> Excerpted text
Yes, that’s right. I contend that Tommy Lee Jones, a man whose grim visage could turn most people to stone, signed up for Batman Forever because he envisioned himself as a new comedy superstar. This is why his performance as Two-Face, a tragic and frightening character in the Batman comics, is so wildly flamboyant and over-the-top. Jones wanted to out-Carrey Carrey, and likely looked at Jack Nicholson’s scenery-chewing turn as the Joker six years earlier, and thought, “Hold my beer.”
Thankfully, two years later, Men in Black director Barry Sonnenfeld convinced Jones that he could still be funny, but it would work better if he were the straight man to Will Smith’s more exuberant character. This left Two-Face as the sole cackling, maniacal, cartoonish character in Jones’ sombre career, and it’s an undeniably terrible performance. But, then again, it’s also extremely fun to watch if you’re in the right mood, and will always have some merit as an outlier in his oeuvre. So, was it bad? Yes. But I also kind of like it a lot.
Dakota Johnson – Cassandra Webb (Madame Web, 2024)

Madame Web is a dreadful film. At this point, that goes without saying. Hell, even its star, Dakota Johnson, had no problem telling the world’s media that the movie was bad, she was miscast in it, and she’d never do anything like it again. As far as these things go, that was arguably the most dramatic way any actor has consciously uncoupled from superhero movies, and in double quick time, too.
In truth, it’s not hard to see why Johnson wanted to cut all ties with the film as soon as she could. There are precisely zero good performances in the film, not even from hot young talents like Sydney Sweeney and Isabela Merced, Severance’s Adam Scott, or the usually brilliant Tahar Rahim. In fact, Rahim’s villain, Ezekiel, is one of the worst villains in superhero movie history, and the overdubbing used on many of his lines is embarrassing for everyone involved.
However, while there aren’t any objectively good performances in the movie, I’d argue that Johnson’s turn falls into the highly subjective “so bad, it’s good” territory. Sure, she looks confused and semi-zonked out on medication the whole time. Sure, she often has the urgency of someone running slightly late for a dentist’s appointment. Still, there are a few scenes where her performance is genuinely funny, such as one moment in which she tries to stick to a wall like Spider-Man, but just slowly slides down to the ground, with a deadpan look on her face. I, for one, choose to believe this scene was meant to be funny. I have to believe that.
Jack Palance – Yves Perret (Tango & Cash, 1989)

The fact that Jack Palance played a villain named ‘Yves Perret’ in Tango & Cash is almost worth the price of admission alone. However, hilariously ill-fitting character name aside, Palance’s performance in Sylvester Stallone and Kurt Russell’s explosive buddy cop action movie is the absolute height of ’80s excess, in all its dubious glory. This is the kind of performance that is an enormous amount of fun to watch, even if you’re watching it in slack-jawed disbelief at the insanity unfolding on-screen.
In Tango & Cash, a movie that, admittedly, bears no resemblance to reality in any way, shape, or form, Perret plays a crime boss who conducts business from a neon-lit ’80s bad guy lair. He sits in front of a bank of televisions that take up an entire wall, has a rat maze built into his bar, and a hall of mirrors in an adjoining room. Hey, if you’re making millions in ill-gotten gains, what are you going to spend your money on?
In case it isn’t obvious, Palance’s performance in Tango & Cash is preposterous even for an era that delivered plenty of preposterous action movies. However, the City Slickers star dialling it up to 11 somehow feels fitting for a film that exists in a world in which Stallone and Russell’s hero cops are so famous that their wrongful arrest for murder – a scheme concocted by Perret, obviously – makes the front page of the newspaper. All in all, I couldn’t, in good conscience, say Palance’s performance is good acting, but man, oh man, it’s a blast.

> Problems to work on
1. Reproduce verbatim the passage of the film-performance excerpt that opens with the words "Jack Palance –" and closes with "insanity unfolding on-screen.".
2. According to the film-performance excerpt, who convinced Tommy Lee Jones that he could still be funny as the straight man?
These lines play no role here.

[Collected data]
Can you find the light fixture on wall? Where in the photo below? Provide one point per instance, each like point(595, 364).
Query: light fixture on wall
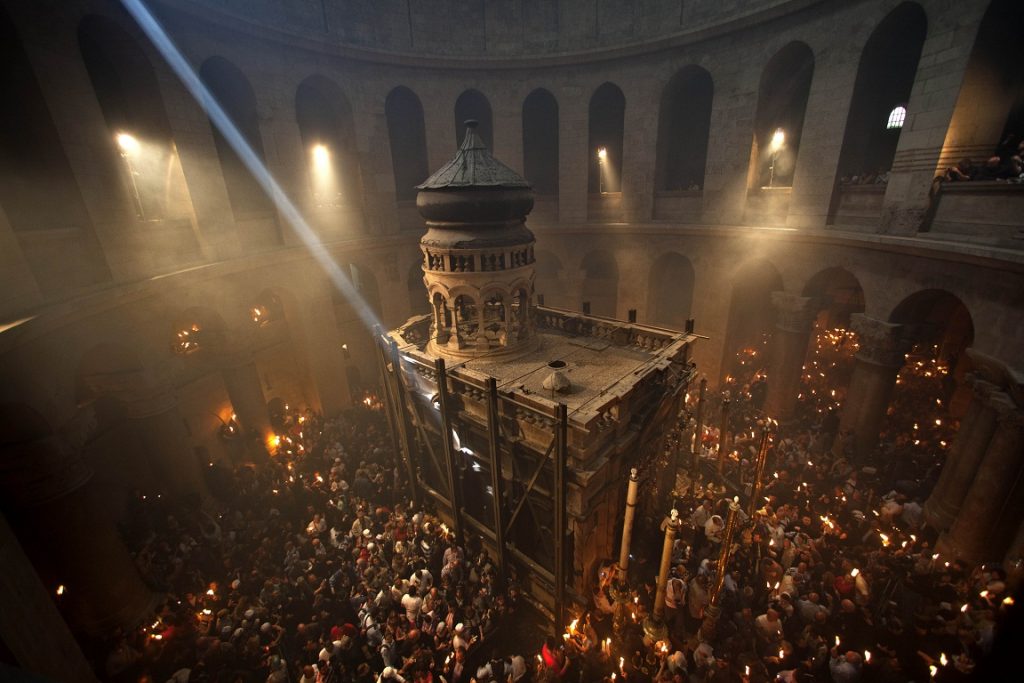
point(187, 340)
point(777, 140)
point(129, 150)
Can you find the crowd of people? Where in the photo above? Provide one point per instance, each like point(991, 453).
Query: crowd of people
point(833, 579)
point(313, 568)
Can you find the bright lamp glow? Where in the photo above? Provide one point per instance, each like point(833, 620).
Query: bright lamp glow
point(322, 157)
point(127, 142)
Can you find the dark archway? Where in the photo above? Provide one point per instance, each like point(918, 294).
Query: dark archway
point(129, 97)
point(408, 137)
point(540, 141)
point(600, 284)
point(988, 118)
point(839, 295)
point(888, 67)
point(607, 121)
point(670, 291)
point(38, 188)
point(328, 131)
point(233, 92)
point(472, 104)
point(752, 314)
point(683, 128)
point(785, 84)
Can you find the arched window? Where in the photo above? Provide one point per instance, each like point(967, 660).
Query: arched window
point(326, 126)
point(785, 84)
point(607, 116)
point(540, 141)
point(236, 95)
point(472, 104)
point(684, 124)
point(896, 118)
point(408, 138)
point(878, 108)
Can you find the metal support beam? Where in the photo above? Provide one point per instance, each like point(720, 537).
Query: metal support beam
point(450, 451)
point(561, 453)
point(497, 480)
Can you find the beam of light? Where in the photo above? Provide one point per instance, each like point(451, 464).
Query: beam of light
point(179, 65)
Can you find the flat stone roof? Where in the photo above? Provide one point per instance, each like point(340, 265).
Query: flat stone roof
point(595, 367)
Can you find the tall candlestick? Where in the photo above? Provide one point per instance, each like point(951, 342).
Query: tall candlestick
point(723, 434)
point(759, 468)
point(697, 443)
point(654, 626)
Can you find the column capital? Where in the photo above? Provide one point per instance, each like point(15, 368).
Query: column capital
point(794, 312)
point(881, 343)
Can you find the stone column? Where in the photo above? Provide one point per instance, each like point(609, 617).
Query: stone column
point(31, 627)
point(982, 528)
point(162, 434)
point(788, 349)
point(965, 456)
point(48, 498)
point(880, 358)
point(246, 393)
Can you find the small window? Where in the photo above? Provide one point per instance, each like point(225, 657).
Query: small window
point(896, 118)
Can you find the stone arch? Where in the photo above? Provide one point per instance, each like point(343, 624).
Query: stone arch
point(327, 128)
point(600, 282)
point(38, 187)
point(988, 117)
point(408, 138)
point(885, 77)
point(473, 104)
point(126, 88)
point(540, 141)
point(235, 94)
point(670, 290)
point(606, 130)
point(752, 314)
point(785, 85)
point(683, 129)
point(839, 295)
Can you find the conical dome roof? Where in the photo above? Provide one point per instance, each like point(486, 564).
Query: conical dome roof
point(473, 166)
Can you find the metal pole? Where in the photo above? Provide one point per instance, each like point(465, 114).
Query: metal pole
point(400, 403)
point(759, 468)
point(497, 478)
point(620, 586)
point(561, 453)
point(449, 451)
point(654, 626)
point(723, 434)
point(698, 431)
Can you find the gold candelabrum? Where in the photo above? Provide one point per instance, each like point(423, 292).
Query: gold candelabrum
point(723, 435)
point(620, 585)
point(713, 611)
point(759, 468)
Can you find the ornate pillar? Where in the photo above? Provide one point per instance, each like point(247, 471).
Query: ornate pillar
point(795, 315)
point(880, 358)
point(162, 434)
point(48, 498)
point(245, 390)
point(965, 456)
point(983, 526)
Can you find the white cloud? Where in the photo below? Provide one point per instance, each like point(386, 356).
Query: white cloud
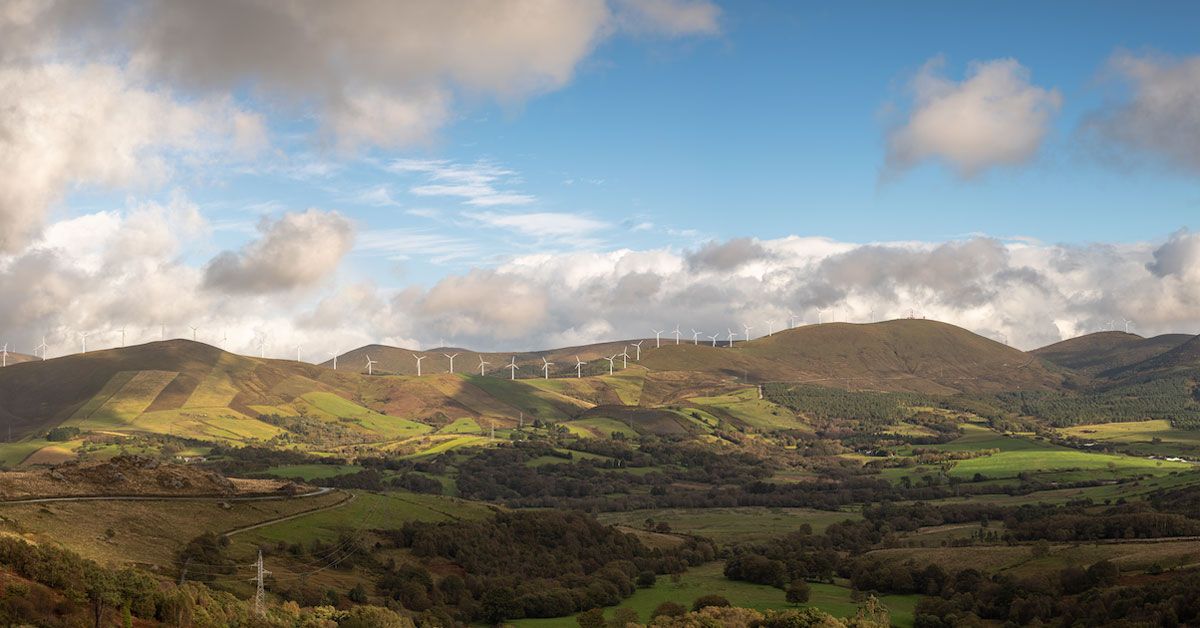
point(93, 125)
point(475, 183)
point(995, 117)
point(541, 223)
point(1161, 112)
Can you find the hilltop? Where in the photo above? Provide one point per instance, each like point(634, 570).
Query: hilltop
point(1108, 351)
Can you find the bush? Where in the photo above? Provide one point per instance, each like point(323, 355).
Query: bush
point(711, 599)
point(798, 592)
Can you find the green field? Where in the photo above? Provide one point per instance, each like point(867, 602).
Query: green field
point(708, 579)
point(731, 525)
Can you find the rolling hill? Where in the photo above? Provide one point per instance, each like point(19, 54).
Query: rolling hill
point(1108, 351)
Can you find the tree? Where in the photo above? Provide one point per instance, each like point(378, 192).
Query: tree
point(669, 609)
point(591, 618)
point(711, 599)
point(798, 592)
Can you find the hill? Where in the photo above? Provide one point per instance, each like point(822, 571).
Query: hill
point(897, 356)
point(1108, 351)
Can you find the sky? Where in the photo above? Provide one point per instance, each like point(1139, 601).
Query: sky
point(529, 174)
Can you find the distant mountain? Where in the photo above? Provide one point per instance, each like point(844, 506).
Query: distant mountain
point(905, 354)
point(1108, 351)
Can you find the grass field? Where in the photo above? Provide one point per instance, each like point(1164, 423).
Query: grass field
point(729, 525)
point(708, 579)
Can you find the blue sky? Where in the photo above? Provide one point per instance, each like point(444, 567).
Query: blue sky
point(402, 163)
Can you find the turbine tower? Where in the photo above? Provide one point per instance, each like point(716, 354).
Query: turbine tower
point(513, 368)
point(418, 358)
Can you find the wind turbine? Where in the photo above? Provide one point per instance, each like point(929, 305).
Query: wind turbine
point(513, 368)
point(418, 358)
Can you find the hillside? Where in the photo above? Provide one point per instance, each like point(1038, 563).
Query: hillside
point(1108, 351)
point(901, 356)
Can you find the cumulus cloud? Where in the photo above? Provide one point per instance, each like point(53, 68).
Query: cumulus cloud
point(995, 117)
point(727, 255)
point(1159, 114)
point(295, 251)
point(93, 125)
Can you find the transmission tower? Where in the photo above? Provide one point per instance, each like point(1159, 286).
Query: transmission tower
point(259, 594)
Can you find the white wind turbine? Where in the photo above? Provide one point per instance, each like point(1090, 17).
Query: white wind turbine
point(513, 368)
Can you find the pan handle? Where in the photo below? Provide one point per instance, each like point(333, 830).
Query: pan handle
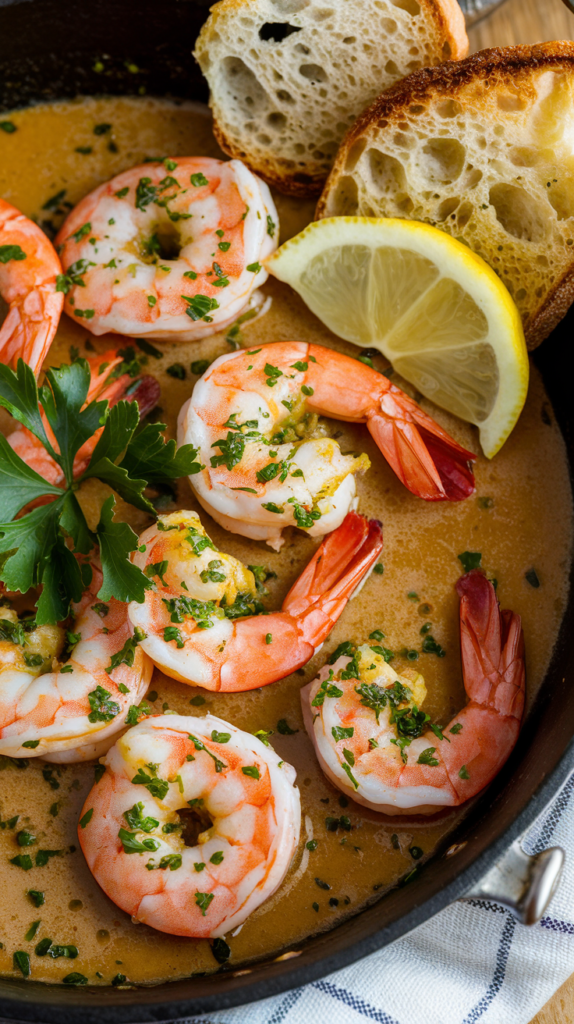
point(522, 884)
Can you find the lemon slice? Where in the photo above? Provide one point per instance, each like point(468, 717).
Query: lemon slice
point(433, 307)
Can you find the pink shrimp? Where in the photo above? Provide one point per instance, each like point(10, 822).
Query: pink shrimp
point(172, 250)
point(69, 707)
point(244, 795)
point(248, 403)
point(29, 268)
point(373, 743)
point(33, 452)
point(219, 640)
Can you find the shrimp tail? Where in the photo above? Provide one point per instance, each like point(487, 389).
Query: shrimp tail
point(425, 458)
point(338, 567)
point(492, 648)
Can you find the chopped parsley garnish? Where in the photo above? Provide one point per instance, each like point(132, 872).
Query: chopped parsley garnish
point(199, 306)
point(157, 786)
point(219, 766)
point(379, 697)
point(431, 646)
point(8, 253)
point(427, 757)
point(102, 709)
point(135, 712)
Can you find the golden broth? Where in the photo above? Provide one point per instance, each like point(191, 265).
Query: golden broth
point(422, 544)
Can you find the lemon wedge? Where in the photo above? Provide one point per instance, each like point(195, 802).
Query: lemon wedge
point(432, 306)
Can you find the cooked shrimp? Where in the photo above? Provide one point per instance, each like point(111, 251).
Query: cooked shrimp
point(373, 742)
point(254, 417)
point(203, 621)
point(64, 695)
point(145, 391)
point(29, 268)
point(170, 250)
point(245, 797)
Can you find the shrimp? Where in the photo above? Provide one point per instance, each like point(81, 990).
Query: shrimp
point(245, 798)
point(254, 418)
point(203, 620)
point(373, 742)
point(171, 250)
point(64, 695)
point(145, 391)
point(29, 271)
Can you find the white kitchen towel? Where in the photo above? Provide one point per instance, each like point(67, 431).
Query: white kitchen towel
point(472, 963)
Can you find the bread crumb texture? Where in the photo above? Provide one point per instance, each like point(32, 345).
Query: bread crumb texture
point(484, 150)
point(289, 77)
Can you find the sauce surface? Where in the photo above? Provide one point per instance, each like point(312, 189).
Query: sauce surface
point(516, 522)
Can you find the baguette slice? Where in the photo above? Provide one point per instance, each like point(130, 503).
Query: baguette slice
point(288, 77)
point(484, 150)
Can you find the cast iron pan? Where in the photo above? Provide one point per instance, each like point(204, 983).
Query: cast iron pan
point(49, 49)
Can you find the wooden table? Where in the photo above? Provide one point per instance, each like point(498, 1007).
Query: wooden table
point(531, 22)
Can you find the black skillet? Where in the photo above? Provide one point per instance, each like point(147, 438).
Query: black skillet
point(48, 50)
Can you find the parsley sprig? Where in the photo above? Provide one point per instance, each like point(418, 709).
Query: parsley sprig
point(40, 548)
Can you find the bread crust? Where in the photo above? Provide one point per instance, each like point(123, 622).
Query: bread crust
point(449, 26)
point(498, 66)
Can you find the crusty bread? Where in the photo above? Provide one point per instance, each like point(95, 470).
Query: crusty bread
point(288, 77)
point(484, 150)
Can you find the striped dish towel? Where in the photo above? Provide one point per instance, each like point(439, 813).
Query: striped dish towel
point(472, 963)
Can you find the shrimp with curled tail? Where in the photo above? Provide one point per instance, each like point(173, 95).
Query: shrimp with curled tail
point(64, 695)
point(204, 623)
point(374, 743)
point(267, 463)
point(244, 796)
point(29, 271)
point(171, 250)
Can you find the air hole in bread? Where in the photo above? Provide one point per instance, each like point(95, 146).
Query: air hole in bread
point(448, 109)
point(447, 207)
point(474, 175)
point(445, 160)
point(276, 120)
point(524, 156)
point(519, 213)
point(411, 6)
point(290, 6)
point(562, 200)
point(387, 173)
point(464, 215)
point(511, 101)
point(314, 73)
point(345, 202)
point(275, 32)
point(355, 154)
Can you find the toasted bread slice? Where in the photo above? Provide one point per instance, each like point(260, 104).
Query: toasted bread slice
point(484, 150)
point(288, 77)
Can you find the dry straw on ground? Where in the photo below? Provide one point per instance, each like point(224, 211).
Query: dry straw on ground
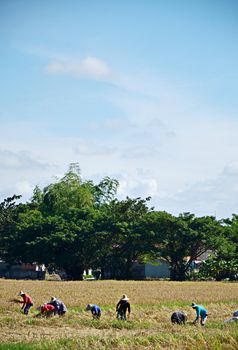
point(149, 326)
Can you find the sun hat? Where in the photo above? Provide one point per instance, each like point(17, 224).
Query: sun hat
point(89, 307)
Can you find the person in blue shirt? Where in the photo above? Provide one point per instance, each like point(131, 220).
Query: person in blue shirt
point(201, 313)
point(95, 310)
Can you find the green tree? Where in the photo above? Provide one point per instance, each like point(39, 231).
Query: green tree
point(8, 215)
point(125, 239)
point(181, 240)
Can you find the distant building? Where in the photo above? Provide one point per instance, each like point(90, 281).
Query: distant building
point(157, 269)
point(22, 271)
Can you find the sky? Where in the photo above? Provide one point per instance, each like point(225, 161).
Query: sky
point(143, 91)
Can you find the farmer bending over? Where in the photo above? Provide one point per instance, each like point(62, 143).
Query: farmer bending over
point(122, 307)
point(60, 307)
point(27, 302)
point(95, 310)
point(46, 310)
point(179, 317)
point(201, 313)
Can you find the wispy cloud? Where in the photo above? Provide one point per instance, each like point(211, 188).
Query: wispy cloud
point(90, 67)
point(19, 161)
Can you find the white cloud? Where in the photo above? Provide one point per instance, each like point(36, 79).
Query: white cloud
point(90, 67)
point(21, 160)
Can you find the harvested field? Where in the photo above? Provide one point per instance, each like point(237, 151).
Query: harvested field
point(149, 326)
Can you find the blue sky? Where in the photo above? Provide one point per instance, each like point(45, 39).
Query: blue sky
point(141, 91)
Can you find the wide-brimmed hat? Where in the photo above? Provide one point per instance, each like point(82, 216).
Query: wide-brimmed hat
point(89, 307)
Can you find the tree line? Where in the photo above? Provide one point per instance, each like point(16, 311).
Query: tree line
point(74, 225)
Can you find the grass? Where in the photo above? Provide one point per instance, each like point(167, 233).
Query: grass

> Numbered answers
1.
Jack Palance – Yves Perret (Tango & Cash, 1989)

The fact that Jack Palance played a villain named ‘Yves Perret’ in Tango & Cash is almost worth the price of admission alone. However, hilariously ill-fitting character name aside, Palance’s performance in Sylvester Stallone and Kurt Russell’s explosive buddy cop action movie is the absolute height of ’80s excess, in all its dubious glory. This is the kind of performance that is an enormous amount of fun to watch, even if you’re watching it in slack-jawed disbelief at the insanity unfolding on-screen.

2. Barry Sonnenfeld, the director of Men in Black.